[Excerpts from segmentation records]
--------------------

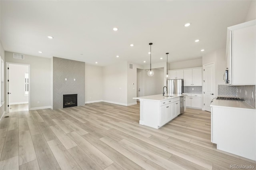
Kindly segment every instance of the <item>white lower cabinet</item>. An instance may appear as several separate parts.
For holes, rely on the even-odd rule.
[[[163,101],[161,105],[162,105],[160,109],[160,127],[180,115],[180,98]]]
[[[183,93],[186,97],[186,105],[188,107],[202,109],[201,95],[198,94]]]

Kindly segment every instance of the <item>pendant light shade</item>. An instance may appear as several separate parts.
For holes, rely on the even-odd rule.
[[[168,75],[168,54],[169,54],[169,53],[166,53],[166,74],[165,77],[166,79],[169,79],[169,76]]]
[[[148,71],[148,75],[151,77],[153,76],[154,74],[154,71],[151,70],[151,45],[153,43],[150,43],[149,44],[150,45],[150,69]]]

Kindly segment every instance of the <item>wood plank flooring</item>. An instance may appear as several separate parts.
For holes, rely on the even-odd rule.
[[[155,129],[139,124],[139,104],[27,107],[12,105],[0,123],[0,170],[256,168],[255,161],[216,149],[207,112],[187,109]]]

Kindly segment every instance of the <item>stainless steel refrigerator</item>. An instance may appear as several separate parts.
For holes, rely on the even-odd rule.
[[[167,93],[182,94],[184,93],[183,79],[167,80]]]

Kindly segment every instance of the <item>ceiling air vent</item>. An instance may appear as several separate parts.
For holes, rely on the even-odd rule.
[[[131,64],[130,63],[129,64],[129,68],[130,69],[132,69],[132,67],[133,66],[133,65],[132,64]]]
[[[24,59],[25,55],[24,54],[13,53],[13,58],[17,59]]]

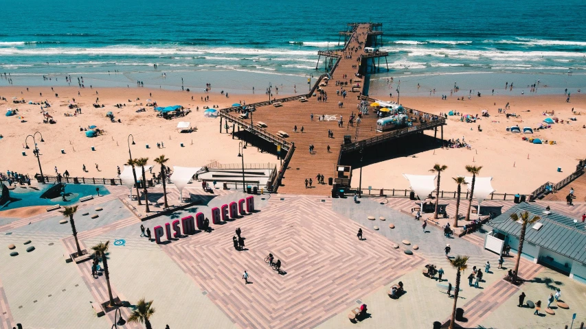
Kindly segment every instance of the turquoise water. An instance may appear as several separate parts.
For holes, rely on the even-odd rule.
[[[261,86],[300,84],[315,73],[317,51],[338,47],[337,32],[352,21],[383,23],[393,76],[571,71],[582,85],[586,73],[581,0],[5,0],[3,8],[11,19],[0,29],[0,71],[14,84],[65,85],[68,74],[76,83],[163,88],[183,77],[203,88],[218,71],[229,72],[234,82],[223,83],[234,89],[255,81],[247,73]]]
[[[100,195],[106,195],[110,192],[104,185],[88,185],[83,184],[68,184],[65,185],[65,199],[63,202],[61,197],[56,199],[41,199],[41,195],[49,189],[53,184],[47,184],[40,186],[39,191],[32,188],[16,188],[10,191],[10,197],[16,199],[11,202],[3,207],[0,206],[0,210],[7,210],[21,207],[28,207],[31,206],[52,206],[60,204],[61,206],[69,206],[78,202],[80,198],[88,195],[96,196],[95,188],[100,188]]]

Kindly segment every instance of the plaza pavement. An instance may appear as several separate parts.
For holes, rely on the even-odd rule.
[[[75,217],[80,243],[89,249],[110,241],[113,293],[131,304],[143,297],[154,300],[157,312],[151,319],[155,328],[166,324],[173,329],[431,328],[434,321],[447,320],[451,310],[453,297],[444,286],[447,282],[454,284],[455,272],[444,255],[448,243],[451,255],[470,256],[470,269],[476,265],[484,270],[486,260],[492,264],[492,273],[484,276],[480,289],[468,286],[471,269],[463,273],[458,307],[465,310],[468,321],[460,324],[563,328],[573,313],[578,313],[578,325],[586,321],[586,306],[581,302],[586,286],[524,259],[520,272],[530,281],[520,288],[512,286],[502,280],[506,269],[496,268],[497,255],[482,247],[480,236],[448,239],[431,226],[424,232],[420,221],[374,198],[355,204],[350,198],[256,195],[256,213],[223,225],[212,224],[210,232],[157,245],[139,236],[141,223],[152,230],[200,211],[210,217],[212,207],[245,194],[216,190],[209,195],[195,190],[203,204],[141,221],[140,211],[131,211],[126,204],[128,190],[115,187],[111,195],[80,204]],[[153,190],[152,202],[158,202],[162,193]],[[178,197],[176,190],[168,193],[170,199]],[[97,212],[96,207],[103,210]],[[85,212],[89,215],[82,216]],[[97,219],[89,218],[95,213]],[[368,216],[376,219],[368,220]],[[385,221],[379,219],[381,216]],[[11,257],[12,250],[5,247],[0,253],[0,329],[10,329],[16,322],[29,328],[101,328],[113,322],[113,313],[98,317],[91,307],[107,300],[103,273],[94,279],[91,262],[65,262],[64,256],[75,251],[75,244],[69,224],[58,223],[62,219],[58,212],[0,219],[0,244],[14,243],[19,253]],[[391,223],[394,229],[389,228]],[[374,226],[379,230],[374,230]],[[247,250],[232,247],[238,227],[246,238]],[[359,228],[363,228],[364,241],[356,237]],[[32,243],[23,244],[29,239]],[[402,244],[403,239],[411,245]],[[395,243],[399,249],[392,247]],[[413,250],[414,255],[404,254],[416,244],[419,249]],[[30,245],[36,249],[26,252]],[[284,273],[277,273],[264,262],[269,252],[282,260]],[[443,268],[442,282],[422,275],[427,263]],[[505,268],[512,266],[514,258],[506,258]],[[245,269],[250,273],[251,284],[241,279]],[[386,291],[399,280],[407,293],[392,300]],[[570,310],[537,317],[532,310],[515,306],[521,291],[528,300],[543,301],[556,287],[562,289]],[[370,317],[352,324],[347,315],[360,303],[368,305]],[[131,308],[121,310],[128,319]],[[123,328],[142,327],[127,324]]]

--------------------

EXERCISE DIRECTIONS ->
Repeat the lines of the listing verbatim, beginning at the line that contains "Kindly segment every instance of the <item>stainless" and stopping after the line that contains "[[[167,93],[182,94],[184,93],[183,79],[167,80]]]".

TASK ANSWER ->
Kindly segment every instance of the <item>stainless steel refrigerator</item>. An instance may appear as several separate parts.
For holes, rely on the even-odd rule.
[[[167,93],[182,94],[184,93],[183,79],[167,80]]]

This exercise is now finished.